Zellen »schmecken« weniger

Mit dem Altern verändert sich auch die Sensibilität, mit der Körperzellen Nährstoffe wahrnehmen. Die Zellen stumpfen ab.  Hier suchen Wissenschaftler nach Möglichkeiten, die Wahrnehmung von Nährstoffen durch die Körperzellen wieder zu schärfen. Ein einfacher Weg: die Nahrungsaufnahme reduzieren. Ein anderer besteht darin, dem Körper vorzutäuschen, er bekäme weniger Nahrung, zum Beispiel durch spezielle Medikamente. Dabei widmet sich die Wissenschaft vor allem zwei Stoffwechselwegen im Körper: dem Insulin/Insulin-Wachstumsfaktor (IGF) und dem Target of Rapamycin (TOR-)-Stoffwechselweg. Ist das IGF- oder TOR-Netzwerk genetisch oder medikamentös gehemmt, so verlängert sich das Leben bei vielen Tieren. Wissenschaftler erhoffen sich daraus die Entwicklung effektiver Anti-Aging-Medikamente.

========================

Nenne alle Wörter im Auszug über alternde Zellen, die den Bestandteil »Medikament« enthalten, egal ob groß oder klein geschrieben.

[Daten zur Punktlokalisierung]
========================

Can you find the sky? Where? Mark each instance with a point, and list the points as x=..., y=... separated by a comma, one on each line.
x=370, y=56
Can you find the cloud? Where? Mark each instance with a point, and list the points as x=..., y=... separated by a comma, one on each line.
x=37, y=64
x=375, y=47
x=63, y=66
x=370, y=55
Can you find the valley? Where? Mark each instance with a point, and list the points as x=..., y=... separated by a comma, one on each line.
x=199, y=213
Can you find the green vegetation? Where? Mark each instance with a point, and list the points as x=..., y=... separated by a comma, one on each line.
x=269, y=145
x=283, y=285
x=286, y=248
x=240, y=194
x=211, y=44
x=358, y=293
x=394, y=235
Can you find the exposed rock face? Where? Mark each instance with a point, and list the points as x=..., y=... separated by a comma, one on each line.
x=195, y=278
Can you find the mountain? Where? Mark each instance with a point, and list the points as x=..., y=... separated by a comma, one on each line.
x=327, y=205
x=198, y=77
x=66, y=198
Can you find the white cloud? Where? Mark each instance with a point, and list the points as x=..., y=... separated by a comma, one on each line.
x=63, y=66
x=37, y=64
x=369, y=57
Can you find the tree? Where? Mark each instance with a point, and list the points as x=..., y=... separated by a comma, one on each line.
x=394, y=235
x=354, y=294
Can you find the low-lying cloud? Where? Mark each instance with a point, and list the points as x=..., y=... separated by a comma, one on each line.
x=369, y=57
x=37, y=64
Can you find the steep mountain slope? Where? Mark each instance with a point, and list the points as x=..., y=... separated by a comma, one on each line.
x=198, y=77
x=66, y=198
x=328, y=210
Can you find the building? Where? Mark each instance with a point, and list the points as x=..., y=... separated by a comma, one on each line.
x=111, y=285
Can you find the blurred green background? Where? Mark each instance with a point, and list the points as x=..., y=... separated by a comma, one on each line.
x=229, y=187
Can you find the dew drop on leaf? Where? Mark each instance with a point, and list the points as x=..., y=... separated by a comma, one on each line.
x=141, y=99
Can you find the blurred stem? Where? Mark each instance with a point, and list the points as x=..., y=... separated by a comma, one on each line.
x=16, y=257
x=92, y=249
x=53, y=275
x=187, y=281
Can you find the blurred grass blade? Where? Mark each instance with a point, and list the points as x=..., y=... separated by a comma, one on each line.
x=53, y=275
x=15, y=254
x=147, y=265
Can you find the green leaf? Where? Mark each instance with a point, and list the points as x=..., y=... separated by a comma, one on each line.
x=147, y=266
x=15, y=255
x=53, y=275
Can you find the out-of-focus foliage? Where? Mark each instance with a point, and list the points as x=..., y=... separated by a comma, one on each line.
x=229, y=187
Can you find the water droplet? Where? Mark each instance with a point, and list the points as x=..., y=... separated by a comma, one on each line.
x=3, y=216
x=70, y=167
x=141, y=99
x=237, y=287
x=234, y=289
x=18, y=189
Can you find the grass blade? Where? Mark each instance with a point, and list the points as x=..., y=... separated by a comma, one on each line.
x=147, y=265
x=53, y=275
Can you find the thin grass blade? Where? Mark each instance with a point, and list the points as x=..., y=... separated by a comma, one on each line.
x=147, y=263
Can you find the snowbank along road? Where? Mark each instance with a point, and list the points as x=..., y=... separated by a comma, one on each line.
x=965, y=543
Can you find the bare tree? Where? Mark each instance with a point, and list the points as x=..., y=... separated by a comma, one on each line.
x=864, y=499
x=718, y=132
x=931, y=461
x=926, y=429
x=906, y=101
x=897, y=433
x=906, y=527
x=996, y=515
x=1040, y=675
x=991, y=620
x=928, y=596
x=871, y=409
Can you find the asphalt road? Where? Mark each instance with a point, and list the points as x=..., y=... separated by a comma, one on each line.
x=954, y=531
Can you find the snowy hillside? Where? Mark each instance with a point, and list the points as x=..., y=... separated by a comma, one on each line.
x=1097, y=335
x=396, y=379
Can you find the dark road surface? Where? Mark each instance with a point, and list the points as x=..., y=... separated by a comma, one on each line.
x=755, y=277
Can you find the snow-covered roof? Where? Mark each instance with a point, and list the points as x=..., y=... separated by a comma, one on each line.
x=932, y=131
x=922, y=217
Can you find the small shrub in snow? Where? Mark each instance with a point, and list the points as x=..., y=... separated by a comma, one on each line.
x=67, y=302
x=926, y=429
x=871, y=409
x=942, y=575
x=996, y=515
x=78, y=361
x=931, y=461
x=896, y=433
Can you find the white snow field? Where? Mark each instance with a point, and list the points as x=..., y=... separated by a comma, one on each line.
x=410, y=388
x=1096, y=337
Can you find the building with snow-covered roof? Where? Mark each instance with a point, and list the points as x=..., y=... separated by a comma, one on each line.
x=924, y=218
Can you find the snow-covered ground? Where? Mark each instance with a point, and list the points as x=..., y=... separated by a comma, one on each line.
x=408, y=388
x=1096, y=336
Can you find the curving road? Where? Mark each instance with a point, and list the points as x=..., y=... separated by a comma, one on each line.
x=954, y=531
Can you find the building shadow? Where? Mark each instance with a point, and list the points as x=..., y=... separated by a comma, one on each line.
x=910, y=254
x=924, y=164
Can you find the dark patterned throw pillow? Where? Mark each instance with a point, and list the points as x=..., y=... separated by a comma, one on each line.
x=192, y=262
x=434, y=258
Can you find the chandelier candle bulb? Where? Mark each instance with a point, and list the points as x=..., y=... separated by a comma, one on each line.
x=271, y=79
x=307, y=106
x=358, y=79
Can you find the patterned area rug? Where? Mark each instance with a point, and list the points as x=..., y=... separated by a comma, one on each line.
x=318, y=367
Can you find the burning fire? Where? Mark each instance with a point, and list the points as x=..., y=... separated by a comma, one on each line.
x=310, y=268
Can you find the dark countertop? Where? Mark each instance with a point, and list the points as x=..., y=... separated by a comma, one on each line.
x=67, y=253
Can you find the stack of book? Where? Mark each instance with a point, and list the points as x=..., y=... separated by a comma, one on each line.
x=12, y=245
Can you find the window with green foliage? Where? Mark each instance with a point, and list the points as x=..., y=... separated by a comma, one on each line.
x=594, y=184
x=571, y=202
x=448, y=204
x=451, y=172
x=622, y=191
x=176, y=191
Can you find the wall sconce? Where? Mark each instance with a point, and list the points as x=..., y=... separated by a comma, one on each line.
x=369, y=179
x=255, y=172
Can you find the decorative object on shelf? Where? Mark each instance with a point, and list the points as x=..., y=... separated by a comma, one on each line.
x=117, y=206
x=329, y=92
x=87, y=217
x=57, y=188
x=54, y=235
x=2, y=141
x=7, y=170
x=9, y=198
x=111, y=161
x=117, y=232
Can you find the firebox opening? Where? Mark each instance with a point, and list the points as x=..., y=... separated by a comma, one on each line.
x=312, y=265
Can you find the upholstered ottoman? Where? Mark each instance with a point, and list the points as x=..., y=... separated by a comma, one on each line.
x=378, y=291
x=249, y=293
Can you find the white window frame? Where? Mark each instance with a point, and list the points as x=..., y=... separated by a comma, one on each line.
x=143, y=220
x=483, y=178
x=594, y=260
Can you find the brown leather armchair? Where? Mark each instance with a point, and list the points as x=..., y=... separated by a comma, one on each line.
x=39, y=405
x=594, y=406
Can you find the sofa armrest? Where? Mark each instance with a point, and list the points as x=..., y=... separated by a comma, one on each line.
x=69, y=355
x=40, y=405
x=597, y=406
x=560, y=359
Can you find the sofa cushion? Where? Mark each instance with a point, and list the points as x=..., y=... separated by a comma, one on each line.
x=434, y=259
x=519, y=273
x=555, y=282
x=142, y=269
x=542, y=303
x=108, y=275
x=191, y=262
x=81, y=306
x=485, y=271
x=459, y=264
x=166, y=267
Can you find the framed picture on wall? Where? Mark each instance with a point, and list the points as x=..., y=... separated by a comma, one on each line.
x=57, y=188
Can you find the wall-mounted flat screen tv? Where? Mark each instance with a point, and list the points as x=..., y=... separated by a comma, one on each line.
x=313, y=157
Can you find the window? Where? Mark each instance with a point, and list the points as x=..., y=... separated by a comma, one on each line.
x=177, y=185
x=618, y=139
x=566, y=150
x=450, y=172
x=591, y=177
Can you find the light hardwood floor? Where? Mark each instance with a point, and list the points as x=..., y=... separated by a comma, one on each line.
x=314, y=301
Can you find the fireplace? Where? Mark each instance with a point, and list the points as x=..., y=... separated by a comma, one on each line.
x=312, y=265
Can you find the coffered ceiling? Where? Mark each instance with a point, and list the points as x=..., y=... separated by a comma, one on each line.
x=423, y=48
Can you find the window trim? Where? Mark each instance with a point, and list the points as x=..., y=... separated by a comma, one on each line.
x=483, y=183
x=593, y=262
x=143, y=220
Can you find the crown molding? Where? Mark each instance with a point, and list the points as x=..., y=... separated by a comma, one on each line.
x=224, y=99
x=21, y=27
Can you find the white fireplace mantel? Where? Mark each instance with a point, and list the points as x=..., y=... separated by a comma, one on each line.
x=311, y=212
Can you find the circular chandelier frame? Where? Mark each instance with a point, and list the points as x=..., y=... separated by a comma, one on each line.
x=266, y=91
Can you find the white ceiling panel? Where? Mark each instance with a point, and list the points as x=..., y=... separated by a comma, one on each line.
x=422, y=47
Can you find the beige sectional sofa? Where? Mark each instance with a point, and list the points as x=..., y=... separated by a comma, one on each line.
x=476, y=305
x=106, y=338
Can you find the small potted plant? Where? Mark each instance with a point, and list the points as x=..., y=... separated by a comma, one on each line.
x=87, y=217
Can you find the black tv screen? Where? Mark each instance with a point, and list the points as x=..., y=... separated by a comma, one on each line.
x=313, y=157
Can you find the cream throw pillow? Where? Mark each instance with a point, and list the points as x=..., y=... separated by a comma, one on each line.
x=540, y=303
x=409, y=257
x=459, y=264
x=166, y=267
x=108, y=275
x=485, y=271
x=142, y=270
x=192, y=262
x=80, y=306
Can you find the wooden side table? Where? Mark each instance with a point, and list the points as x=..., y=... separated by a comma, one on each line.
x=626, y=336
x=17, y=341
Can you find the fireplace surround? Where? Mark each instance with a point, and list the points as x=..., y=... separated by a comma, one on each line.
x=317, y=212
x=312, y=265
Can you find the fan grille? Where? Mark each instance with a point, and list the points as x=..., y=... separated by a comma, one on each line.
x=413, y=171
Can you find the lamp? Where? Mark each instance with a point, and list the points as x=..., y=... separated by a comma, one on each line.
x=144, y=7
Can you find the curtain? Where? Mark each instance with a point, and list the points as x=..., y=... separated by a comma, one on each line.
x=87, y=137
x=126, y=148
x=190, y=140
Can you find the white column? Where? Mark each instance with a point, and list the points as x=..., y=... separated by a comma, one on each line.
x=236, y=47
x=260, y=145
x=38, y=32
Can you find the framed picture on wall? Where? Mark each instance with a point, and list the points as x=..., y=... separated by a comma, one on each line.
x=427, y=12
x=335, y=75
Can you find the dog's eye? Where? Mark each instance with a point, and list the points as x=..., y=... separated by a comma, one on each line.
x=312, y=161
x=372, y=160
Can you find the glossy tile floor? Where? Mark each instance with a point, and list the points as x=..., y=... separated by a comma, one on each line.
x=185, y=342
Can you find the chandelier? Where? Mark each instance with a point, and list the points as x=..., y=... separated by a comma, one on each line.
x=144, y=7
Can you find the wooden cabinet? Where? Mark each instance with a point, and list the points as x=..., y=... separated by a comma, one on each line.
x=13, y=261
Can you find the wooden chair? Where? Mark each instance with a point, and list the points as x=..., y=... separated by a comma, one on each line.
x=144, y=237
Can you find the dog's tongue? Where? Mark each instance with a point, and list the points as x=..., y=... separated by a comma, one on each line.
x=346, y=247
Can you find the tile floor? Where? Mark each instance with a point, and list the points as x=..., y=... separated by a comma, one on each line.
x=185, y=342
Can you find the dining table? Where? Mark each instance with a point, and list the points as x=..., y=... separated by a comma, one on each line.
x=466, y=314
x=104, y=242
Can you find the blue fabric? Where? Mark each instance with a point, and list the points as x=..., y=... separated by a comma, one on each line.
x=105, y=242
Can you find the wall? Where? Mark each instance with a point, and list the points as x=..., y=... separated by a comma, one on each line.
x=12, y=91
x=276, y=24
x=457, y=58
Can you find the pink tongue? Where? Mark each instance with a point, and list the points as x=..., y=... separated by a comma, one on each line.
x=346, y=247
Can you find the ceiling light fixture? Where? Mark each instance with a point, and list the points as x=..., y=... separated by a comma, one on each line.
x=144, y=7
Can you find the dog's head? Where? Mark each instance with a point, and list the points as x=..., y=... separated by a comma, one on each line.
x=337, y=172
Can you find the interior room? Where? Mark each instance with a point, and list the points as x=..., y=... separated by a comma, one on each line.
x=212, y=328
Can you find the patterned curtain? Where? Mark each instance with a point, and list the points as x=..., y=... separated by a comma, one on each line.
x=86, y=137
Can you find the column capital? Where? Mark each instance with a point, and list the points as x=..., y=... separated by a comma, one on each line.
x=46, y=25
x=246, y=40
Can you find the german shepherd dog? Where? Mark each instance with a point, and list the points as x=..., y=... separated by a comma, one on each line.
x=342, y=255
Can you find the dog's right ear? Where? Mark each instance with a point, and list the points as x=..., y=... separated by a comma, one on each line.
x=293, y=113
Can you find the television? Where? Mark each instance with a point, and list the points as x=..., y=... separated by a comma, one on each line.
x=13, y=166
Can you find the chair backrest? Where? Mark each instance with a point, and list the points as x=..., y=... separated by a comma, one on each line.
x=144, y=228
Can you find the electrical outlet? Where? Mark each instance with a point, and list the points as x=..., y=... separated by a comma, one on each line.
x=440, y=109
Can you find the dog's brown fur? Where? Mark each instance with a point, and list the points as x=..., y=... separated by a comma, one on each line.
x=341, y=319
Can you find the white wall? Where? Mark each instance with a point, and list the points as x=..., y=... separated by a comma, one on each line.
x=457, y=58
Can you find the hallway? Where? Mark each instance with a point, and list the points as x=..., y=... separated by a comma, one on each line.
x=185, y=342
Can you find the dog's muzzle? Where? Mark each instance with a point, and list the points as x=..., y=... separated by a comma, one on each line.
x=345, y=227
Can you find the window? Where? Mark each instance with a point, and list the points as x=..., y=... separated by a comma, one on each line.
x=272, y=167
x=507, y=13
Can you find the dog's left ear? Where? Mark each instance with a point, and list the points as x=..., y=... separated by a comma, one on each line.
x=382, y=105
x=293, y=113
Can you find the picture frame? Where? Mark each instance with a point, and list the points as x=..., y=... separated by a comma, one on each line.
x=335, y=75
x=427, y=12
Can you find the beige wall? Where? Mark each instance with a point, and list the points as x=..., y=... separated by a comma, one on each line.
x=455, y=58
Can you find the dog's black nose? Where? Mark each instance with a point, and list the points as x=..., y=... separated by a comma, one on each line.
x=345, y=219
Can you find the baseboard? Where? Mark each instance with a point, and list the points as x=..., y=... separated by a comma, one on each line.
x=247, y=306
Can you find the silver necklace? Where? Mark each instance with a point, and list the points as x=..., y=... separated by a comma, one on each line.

========================

= DIE LÖSUNG =
Medikamente, medikamentös, Anti-Aging-Medikamente